### Stated exercise
Gather every line in the rows below that contains the word "type", and list them.

··· Given data

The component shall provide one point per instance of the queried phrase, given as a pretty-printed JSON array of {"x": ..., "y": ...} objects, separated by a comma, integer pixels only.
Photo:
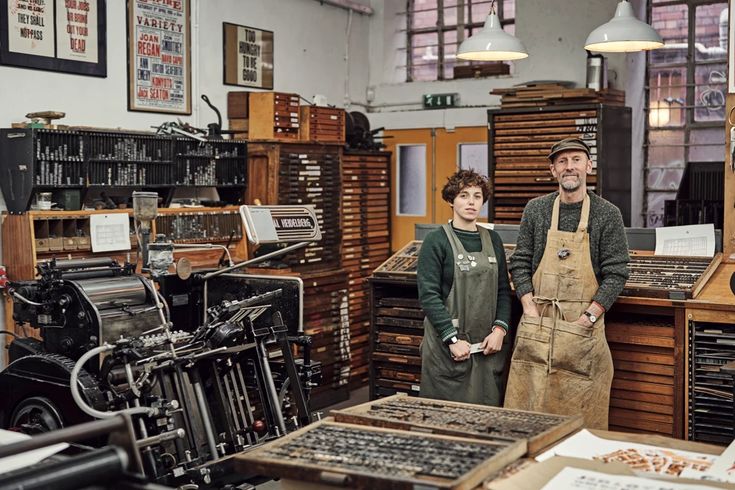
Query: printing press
[{"x": 203, "y": 363}]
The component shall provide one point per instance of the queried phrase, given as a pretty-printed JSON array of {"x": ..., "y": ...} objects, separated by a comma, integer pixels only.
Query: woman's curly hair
[{"x": 460, "y": 180}]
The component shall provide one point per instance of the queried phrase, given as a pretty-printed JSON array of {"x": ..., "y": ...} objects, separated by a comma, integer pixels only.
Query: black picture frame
[
  {"x": 54, "y": 63},
  {"x": 230, "y": 56}
]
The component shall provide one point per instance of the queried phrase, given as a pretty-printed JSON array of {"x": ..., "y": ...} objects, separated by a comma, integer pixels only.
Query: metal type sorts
[
  {"x": 499, "y": 423},
  {"x": 383, "y": 453}
]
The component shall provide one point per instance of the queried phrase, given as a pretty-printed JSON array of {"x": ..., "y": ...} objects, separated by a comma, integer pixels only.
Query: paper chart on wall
[
  {"x": 110, "y": 232},
  {"x": 639, "y": 457},
  {"x": 579, "y": 479}
]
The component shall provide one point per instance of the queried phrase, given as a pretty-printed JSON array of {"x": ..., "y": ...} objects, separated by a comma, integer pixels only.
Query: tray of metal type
[
  {"x": 353, "y": 456},
  {"x": 402, "y": 263},
  {"x": 539, "y": 430},
  {"x": 397, "y": 349},
  {"x": 399, "y": 339},
  {"x": 672, "y": 277},
  {"x": 407, "y": 373}
]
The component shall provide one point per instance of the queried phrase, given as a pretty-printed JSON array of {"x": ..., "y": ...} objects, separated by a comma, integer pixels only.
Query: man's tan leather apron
[
  {"x": 472, "y": 302},
  {"x": 558, "y": 366}
]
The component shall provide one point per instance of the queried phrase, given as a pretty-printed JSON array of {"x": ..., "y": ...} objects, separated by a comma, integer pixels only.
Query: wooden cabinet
[
  {"x": 520, "y": 139},
  {"x": 301, "y": 173},
  {"x": 365, "y": 244},
  {"x": 711, "y": 344}
]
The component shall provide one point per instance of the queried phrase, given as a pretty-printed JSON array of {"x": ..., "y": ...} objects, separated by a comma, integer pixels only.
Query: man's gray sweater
[{"x": 608, "y": 244}]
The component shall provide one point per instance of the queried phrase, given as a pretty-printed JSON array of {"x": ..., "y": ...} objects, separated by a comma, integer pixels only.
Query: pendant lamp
[
  {"x": 624, "y": 33},
  {"x": 492, "y": 43}
]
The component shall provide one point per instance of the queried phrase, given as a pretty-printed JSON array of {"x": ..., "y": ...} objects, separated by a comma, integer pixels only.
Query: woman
[{"x": 465, "y": 293}]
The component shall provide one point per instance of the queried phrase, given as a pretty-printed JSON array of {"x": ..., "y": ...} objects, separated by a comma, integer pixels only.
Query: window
[
  {"x": 432, "y": 33},
  {"x": 685, "y": 96},
  {"x": 411, "y": 195}
]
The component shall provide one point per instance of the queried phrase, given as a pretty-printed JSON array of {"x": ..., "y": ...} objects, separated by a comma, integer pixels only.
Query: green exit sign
[{"x": 436, "y": 101}]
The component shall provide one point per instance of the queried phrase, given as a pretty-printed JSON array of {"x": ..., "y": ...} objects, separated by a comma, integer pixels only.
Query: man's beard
[{"x": 569, "y": 185}]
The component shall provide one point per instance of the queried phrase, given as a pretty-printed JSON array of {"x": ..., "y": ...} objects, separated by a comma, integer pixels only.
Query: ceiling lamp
[
  {"x": 623, "y": 34},
  {"x": 492, "y": 43}
]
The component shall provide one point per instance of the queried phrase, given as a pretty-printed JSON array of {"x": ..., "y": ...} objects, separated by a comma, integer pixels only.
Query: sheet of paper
[
  {"x": 690, "y": 240},
  {"x": 18, "y": 461},
  {"x": 475, "y": 348},
  {"x": 639, "y": 457},
  {"x": 723, "y": 469},
  {"x": 579, "y": 479},
  {"x": 110, "y": 232}
]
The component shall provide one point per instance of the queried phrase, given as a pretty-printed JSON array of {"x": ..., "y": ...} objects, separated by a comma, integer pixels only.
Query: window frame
[
  {"x": 689, "y": 123},
  {"x": 441, "y": 29}
]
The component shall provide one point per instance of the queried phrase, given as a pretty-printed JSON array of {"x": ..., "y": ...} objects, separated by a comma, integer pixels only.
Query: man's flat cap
[{"x": 569, "y": 144}]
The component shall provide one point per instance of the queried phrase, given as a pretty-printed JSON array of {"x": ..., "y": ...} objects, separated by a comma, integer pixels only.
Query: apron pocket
[
  {"x": 439, "y": 362},
  {"x": 532, "y": 341},
  {"x": 573, "y": 348},
  {"x": 565, "y": 284}
]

······

### Result
Query: metal type sorts
Query: tray of metal type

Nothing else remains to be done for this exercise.